# [Your task]
Output the listing in full. Every line stays exactly as it is.

· · · ·

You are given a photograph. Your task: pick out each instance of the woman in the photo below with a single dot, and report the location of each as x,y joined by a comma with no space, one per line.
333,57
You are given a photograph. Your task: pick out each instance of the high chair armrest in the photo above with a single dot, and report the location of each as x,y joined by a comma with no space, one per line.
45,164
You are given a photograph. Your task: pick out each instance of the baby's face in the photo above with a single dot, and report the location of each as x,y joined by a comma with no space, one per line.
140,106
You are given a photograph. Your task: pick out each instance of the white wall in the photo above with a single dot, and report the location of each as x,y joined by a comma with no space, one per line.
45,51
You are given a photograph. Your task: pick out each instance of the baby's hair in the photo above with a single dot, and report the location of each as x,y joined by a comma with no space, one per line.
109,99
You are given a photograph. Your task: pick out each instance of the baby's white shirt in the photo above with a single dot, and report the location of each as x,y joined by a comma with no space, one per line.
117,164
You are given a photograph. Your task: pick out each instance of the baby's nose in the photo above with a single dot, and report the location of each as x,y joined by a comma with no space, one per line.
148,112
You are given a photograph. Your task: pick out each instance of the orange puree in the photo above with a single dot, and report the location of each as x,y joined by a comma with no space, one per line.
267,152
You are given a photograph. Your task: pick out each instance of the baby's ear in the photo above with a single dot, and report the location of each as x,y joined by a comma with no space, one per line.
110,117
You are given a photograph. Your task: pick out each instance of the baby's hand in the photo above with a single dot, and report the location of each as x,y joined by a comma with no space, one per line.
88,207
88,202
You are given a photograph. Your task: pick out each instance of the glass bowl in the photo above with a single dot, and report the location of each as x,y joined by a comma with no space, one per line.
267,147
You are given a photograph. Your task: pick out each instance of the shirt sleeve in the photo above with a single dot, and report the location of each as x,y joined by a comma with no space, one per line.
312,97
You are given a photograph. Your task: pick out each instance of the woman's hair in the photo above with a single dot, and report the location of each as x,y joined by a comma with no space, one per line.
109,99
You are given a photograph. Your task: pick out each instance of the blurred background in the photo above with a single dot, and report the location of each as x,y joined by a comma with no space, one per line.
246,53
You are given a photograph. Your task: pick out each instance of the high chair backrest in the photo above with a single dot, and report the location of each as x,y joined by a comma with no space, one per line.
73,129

· · · ·

# [The answer]
You are given a photograph. Your task: pick out each instance of the woman in the photo below with a single dot, and report the location of each as x,y joined by a comma with no space, one per line.
333,57
You are given a photograph. Your task: pick out each instance of the high chair armrest in the photo above with a single dot, and report the location of each as x,y joined by a comma with no space, one per line.
45,164
You are given a photograph. Your task: pick out each instance of the baby's face in the photo above with a single dot, and report the location of each as x,y joined by a comma with no space, one per line.
140,106
You are given a photograph. Your task: pick out each instance of the white wall in the photo above with a single dot, and report the location of each as x,y joined by a comma with no space, one per line.
45,51
You are given a photograph. Your task: pick out each instance of the baby's hair in the photo above with a single dot, and report the location of each as x,y joined by a comma with no space, one per line.
109,99
You are given a photograph. Your task: pick out each instance of the baby's white shirt in the photo above with a single dot, and report the location of each as x,y joined by a comma with no space, one per line.
117,164
You are given a photograph. Your task: pick out each instance of the baby's nose in the photo above with a single dot, and report the location of each as x,y joined by a comma with no space, one per line.
148,112
You are given a photograph. Your task: pick out each instance of the orange puree in the photo above with a single dot, and report the location of each as x,y joined by a comma with no space, one per line.
267,152
You are given a photograph. Your task: pick out each instance of the baby's ear in the photo above with a single dot, and report the location of each as x,y joined by a comma with no space, one per line.
110,117
You are given a photograph. Your task: pick out each instance of the baby's hand in the photo above with a single dot, and report the location of each as x,y joined by a comma with no space, one per line.
88,207
88,202
You are given a photograph. Your task: pick out each instance of the glass bowl in the photo above with a single dot, and report the location of each as x,y joined by a comma with no space, one per line.
267,147
You are given a photograph. Your task: pick out each instance of the shirt sleeve in the photo above with a single dot, and report the location of each as x,y joined by a comma with no space, one per line.
312,97
You are given a photograph. Your task: pick out each instance of the woman's hair in the photo above with a single dot, and report the location of each as x,y joined by a comma with no space, one per line.
109,99
You are given a photograph. Your task: pick out each instance of the blurred background in the photo above with a single dot, and report the location of each as x,y joined by a comma with no space, one per line.
246,53
You are given a photograph. Your task: pick out each instance of the high chair backrest in the photo above with a single dot, and report the location of each as x,y joined by a comma with no space, one per line.
73,129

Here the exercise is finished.